- **YOUR OBJECTIVE**:
Update the material below by changing every "unopened bud" to "closed bud" and leaving everything else the same. Leave the pictures out of your answer.

****************

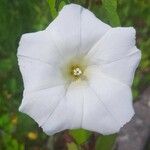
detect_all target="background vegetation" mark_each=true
[0,0,150,150]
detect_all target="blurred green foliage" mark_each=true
[0,0,150,150]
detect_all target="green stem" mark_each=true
[85,0,92,10]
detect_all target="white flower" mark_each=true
[17,4,141,135]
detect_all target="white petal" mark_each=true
[81,6,111,53]
[84,67,134,134]
[99,47,141,86]
[18,56,65,92]
[47,4,110,56]
[87,27,135,64]
[42,83,85,135]
[17,30,62,64]
[19,86,65,126]
[82,85,120,134]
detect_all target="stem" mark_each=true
[85,0,92,10]
[88,0,92,10]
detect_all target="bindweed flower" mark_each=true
[17,4,141,135]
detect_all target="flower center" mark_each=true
[70,65,83,78]
[61,57,87,81]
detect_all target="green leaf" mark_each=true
[48,0,58,19]
[96,134,116,150]
[102,0,120,26]
[67,142,78,150]
[69,129,91,145]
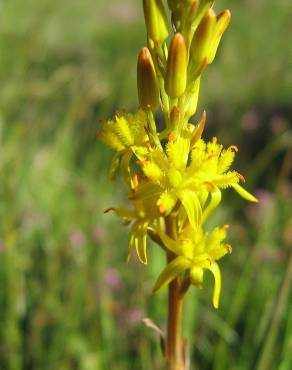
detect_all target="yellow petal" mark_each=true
[202,187,221,222]
[232,184,258,203]
[177,190,202,229]
[153,257,192,293]
[206,262,221,308]
[158,230,183,255]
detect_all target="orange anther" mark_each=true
[237,172,245,182]
[228,145,238,153]
[132,174,139,191]
[224,244,232,254]
[168,131,176,143]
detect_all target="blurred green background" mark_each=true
[0,0,292,370]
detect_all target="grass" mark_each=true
[0,0,292,370]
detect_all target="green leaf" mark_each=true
[153,257,192,293]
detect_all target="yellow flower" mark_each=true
[153,226,232,308]
[133,127,257,228]
[105,180,160,265]
[98,110,149,184]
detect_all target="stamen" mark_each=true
[236,172,245,182]
[228,145,238,153]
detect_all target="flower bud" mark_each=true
[165,33,188,98]
[186,77,201,117]
[190,9,216,64]
[143,0,168,43]
[137,48,159,111]
[208,9,231,64]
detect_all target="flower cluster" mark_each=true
[99,0,256,307]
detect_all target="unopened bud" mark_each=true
[169,106,182,133]
[208,9,231,64]
[186,77,201,117]
[190,9,216,63]
[143,0,168,43]
[165,33,188,98]
[190,266,204,288]
[137,48,159,111]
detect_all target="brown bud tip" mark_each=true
[137,48,159,110]
[165,33,188,98]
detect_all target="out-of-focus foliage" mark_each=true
[0,0,292,370]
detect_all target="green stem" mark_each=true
[166,217,185,370]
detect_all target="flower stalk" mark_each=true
[98,0,257,370]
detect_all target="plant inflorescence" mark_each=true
[99,0,257,370]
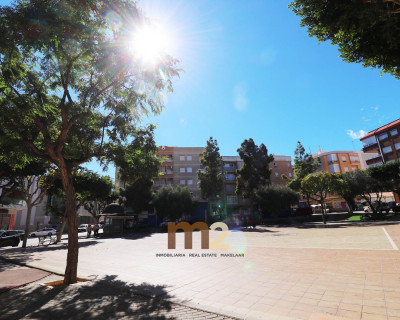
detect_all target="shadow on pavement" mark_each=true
[0,240,98,263]
[0,276,174,320]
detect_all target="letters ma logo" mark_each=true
[168,222,229,249]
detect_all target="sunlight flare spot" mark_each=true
[130,25,170,66]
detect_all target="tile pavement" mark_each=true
[2,225,400,320]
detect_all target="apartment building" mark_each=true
[270,155,293,185]
[222,156,246,214]
[222,155,293,215]
[153,146,174,190]
[313,149,376,173]
[173,147,205,198]
[360,119,400,166]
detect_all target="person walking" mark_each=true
[93,223,99,237]
[87,224,92,238]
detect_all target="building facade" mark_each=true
[313,150,376,173]
[154,146,204,198]
[360,119,400,166]
[270,155,293,185]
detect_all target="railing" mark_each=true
[366,154,381,161]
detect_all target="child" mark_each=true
[87,224,92,238]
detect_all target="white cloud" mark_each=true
[233,84,249,112]
[346,130,367,139]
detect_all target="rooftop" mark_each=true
[360,119,400,141]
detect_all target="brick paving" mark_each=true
[1,225,400,320]
[0,268,232,320]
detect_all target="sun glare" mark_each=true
[131,26,169,64]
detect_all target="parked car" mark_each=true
[293,207,313,217]
[5,230,25,241]
[364,202,390,213]
[29,228,57,238]
[392,203,400,212]
[78,224,89,232]
[354,202,364,211]
[0,230,20,247]
[160,219,171,228]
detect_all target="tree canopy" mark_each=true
[236,138,274,211]
[256,185,299,218]
[153,186,195,220]
[121,178,153,213]
[301,172,343,224]
[0,0,178,284]
[289,0,400,79]
[197,137,224,212]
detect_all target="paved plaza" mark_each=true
[0,224,400,320]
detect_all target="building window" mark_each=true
[390,128,399,136]
[327,153,338,163]
[378,132,388,141]
[226,196,238,204]
[361,136,376,148]
[329,164,340,173]
[382,146,392,153]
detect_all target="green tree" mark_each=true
[368,160,400,196]
[0,0,177,284]
[287,141,321,206]
[153,186,195,220]
[121,178,153,213]
[113,125,159,213]
[289,0,400,78]
[110,125,163,184]
[236,138,274,214]
[197,137,224,213]
[256,185,299,218]
[48,168,118,242]
[336,170,366,214]
[301,172,343,224]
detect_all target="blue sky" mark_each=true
[2,0,400,176]
[139,0,400,156]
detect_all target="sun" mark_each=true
[130,25,170,64]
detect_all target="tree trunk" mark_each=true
[22,201,32,248]
[59,163,79,285]
[320,201,326,224]
[57,210,67,242]
[346,200,353,216]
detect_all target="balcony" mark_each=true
[366,154,381,161]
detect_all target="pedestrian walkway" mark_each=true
[0,224,400,320]
[0,264,236,320]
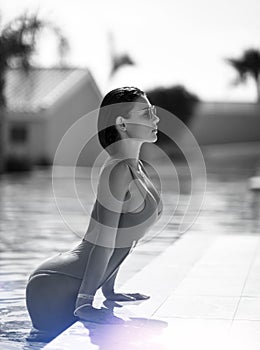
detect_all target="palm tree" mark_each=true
[0,14,69,174]
[226,49,260,103]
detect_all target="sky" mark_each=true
[0,0,260,102]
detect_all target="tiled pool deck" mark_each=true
[0,144,260,350]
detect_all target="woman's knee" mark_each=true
[26,274,81,330]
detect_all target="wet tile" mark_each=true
[153,295,239,319]
[235,297,260,321]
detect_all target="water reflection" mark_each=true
[0,163,259,349]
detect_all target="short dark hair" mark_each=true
[98,86,146,153]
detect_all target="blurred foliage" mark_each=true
[108,32,135,79]
[146,85,200,125]
[0,13,69,174]
[146,85,200,160]
[225,49,260,103]
[5,155,33,173]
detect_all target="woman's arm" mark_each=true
[76,162,131,307]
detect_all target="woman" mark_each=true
[26,87,162,332]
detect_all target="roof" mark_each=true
[5,67,100,112]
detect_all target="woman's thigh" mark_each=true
[26,273,81,331]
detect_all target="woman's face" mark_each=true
[124,96,160,142]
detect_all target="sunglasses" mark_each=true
[137,106,157,119]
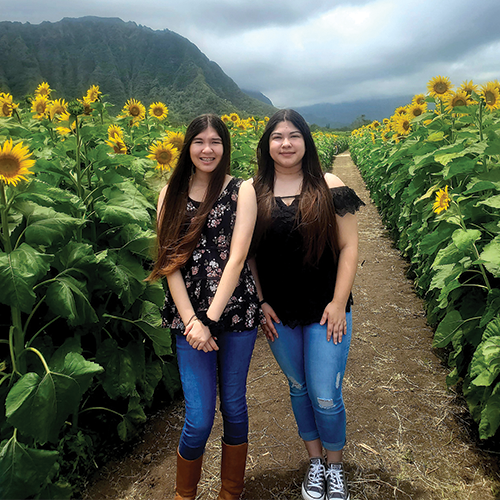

****************

- **ANSWER FOR THIS EXERCISE**:
detect_all target="background vegetation" mark_each=true
[0,0,150,150]
detect_all target="blurred green foliage" mark_each=true
[0,0,150,150]
detect_all target="green stem" mark_each=true
[85,0,92,10]
detect_all target="white flower" mark_each=true
[17,4,141,135]
detect_all target="white petal" mark_each=true
[81,6,111,53]
[84,67,134,134]
[99,47,141,86]
[18,56,65,92]
[47,4,110,56]
[87,27,135,64]
[42,83,85,135]
[17,30,62,64]
[19,86,65,126]
[82,85,120,134]
detect_all target="stem" mark_each=true
[85,0,92,10]
[88,0,92,10]
detect_all target="bindweed flower" mark_each=true
[17,4,141,135]
detect_all target="flower center" mark_each=true
[70,65,83,78]
[61,57,87,81]
detect_all target="green leaf" mark_each=true
[48,0,58,19]
[96,134,116,150]
[102,0,120,26]
[67,142,78,150]
[69,129,91,145]
detect_all target="yellow petal" mark_each=true
[202,187,221,222]
[232,184,258,203]
[177,190,202,229]
[153,257,192,293]
[206,262,221,308]
[158,230,183,255]
detect_all target="orange anther" mark_each=true
[237,172,245,182]
[228,145,238,153]
[132,174,139,191]
[224,244,232,254]
[168,131,176,143]
detect_all target="blurred green background" mark_each=true
[0,0,292,370]
detect_all target="grass" mark_each=true
[0,0,292,370]
detect_all target="green leaf" mark_each=true
[153,257,192,293]
detect_all target="yellow flower" mark_each=true
[153,226,232,308]
[133,127,257,228]
[105,180,160,265]
[98,110,149,184]
detect_all target="stamen" mark_each=true
[236,172,245,182]
[228,145,238,153]
detect_all target="flower bud" mark_each=true
[165,33,188,98]
[186,77,201,117]
[190,9,216,64]
[143,0,168,43]
[137,48,159,111]
[208,9,231,64]
detect_all target="flower cluster" mark_each=true
[99,0,256,307]
detect_all target="closed bud" mark_each=true
[169,106,182,133]
[208,9,231,64]
[186,77,201,117]
[190,9,216,63]
[143,0,168,43]
[165,33,188,98]
[190,266,204,288]
[137,48,159,111]
detect_all target="brown bud tip" mark_each=true
[137,48,159,110]
[165,33,188,98]
detect_all target="out-of-focus foliage" mark_each=true
[0,0,292,370]
detect_all target="green stem" mark_each=true
[166,217,185,370]
detect_all target="flower stalk" mark_each=true
[98,0,257,370]
detect_all target="plant inflorescence" mark_each=true
[99,0,257,370]
detect_all target="shadow on pavement" mark_each=true
[0,240,98,263]
[0,276,174,320]
detect_all target="letters ma logo" mark_each=true
[168,222,229,249]
detect_all target="sunlight flare spot" mark_each=true
[130,25,170,66]
detect_all target="tile pavement" mark_each=true
[2,225,400,320]
detect_all target="apartment building" mark_each=true
[270,155,293,185]
[222,156,246,214]
[222,155,293,215]
[153,146,174,190]
[313,149,376,173]
[173,147,205,198]
[360,119,400,166]
detect_all target="person walking" mark_each=true
[93,223,99,237]
[87,224,92,238]
detect_all target="building facade" mark_each=true
[313,150,376,173]
[154,146,204,198]
[360,119,400,166]
[270,155,293,185]
detect_all target="railing" mark_each=true
[366,154,381,161]
detect_all target="child" mark_each=true
[87,224,92,238]
detect_all target="white cloud" mark_each=true
[233,84,249,112]
[346,130,367,139]
detect_all target="rooftop" mark_each=true
[360,119,400,141]
detect_all target="brick paving" mark_each=true
[1,225,400,320]
[0,268,232,320]
detect_all target="sun glare" mark_each=true
[131,26,169,64]
detect_all target="parked car" mark_each=true
[293,207,313,217]
[5,230,25,241]
[364,202,390,213]
[29,228,57,238]
[392,203,400,212]
[78,224,89,232]
[354,202,364,211]
[0,230,20,247]
[160,219,171,228]
detect_all target="tree canopy" mark_each=true
[236,138,274,211]
[256,185,299,218]
[153,186,195,220]
[121,178,153,213]
[301,172,343,224]
[0,0,178,284]
[289,0,400,79]
[197,137,224,212]
detect_all target="paved plaza" mark_each=true
[0,224,400,320]
detect_all target="building window" mark_each=true
[390,128,399,136]
[327,153,338,163]
[378,132,388,141]
[226,196,238,204]
[361,136,376,148]
[329,164,340,173]
[382,146,392,153]
detect_all target="green tree" mark_each=true
[368,160,400,196]
[0,0,177,284]
[287,141,321,206]
[153,186,195,220]
[121,178,153,213]
[113,125,159,213]
[289,0,400,78]
[110,125,163,184]
[236,138,274,214]
[197,137,224,213]
[256,185,299,218]
[48,168,118,242]
[336,170,366,214]
[301,172,343,224]
detect_all target="blue sky" mark_each=true
[2,0,400,176]
[139,0,400,156]
detect_all target="sun" mark_each=true
[130,25,170,64]
detect_all target="tree trunk" mark_each=true
[22,201,32,248]
[59,163,79,285]
[320,201,326,224]
[57,210,67,242]
[346,200,353,216]
detect_all target="balcony" mark_each=true
[366,154,381,161]
detect_all target="pedestrian walkway" mark_each=true
[0,224,400,320]
[0,264,236,320]
detect_all target="palm tree" mark_each=true
[0,14,69,174]
[226,49,260,103]
detect_all target="sky" mark_each=true
[0,0,260,102]
detect_all target="tiled pool deck" mark_each=true
[0,144,260,350]
detect_all target="woman's knee" mark_each=true
[26,274,81,330]
detect_all target="wet tile" mark_each=true
[153,295,239,319]
[235,297,260,321]
detect_all target="water reflection" mark_each=true
[0,163,259,349]
detect_all target="short dark hair" mark_each=true
[98,86,146,153]
detect_all target="blurred foliage" mark_each=true
[108,32,135,79]
[146,85,200,125]
[0,13,69,174]
[146,85,200,160]
[225,49,260,103]
[5,155,33,173]
detect_all target="woman's arm" mark_each=true
[76,162,131,307]
detect_all target="woman" mark_each=true
[26,87,162,332]
detect_all target="roof" mark_each=true
[5,67,100,112]
detect_all target="woman's thigh" mark_each=true
[26,273,81,331]
detect_all target="woman's face" mark_each=true
[124,96,160,142]
detect_all target="sunglasses" mark_each=true
[137,106,157,119]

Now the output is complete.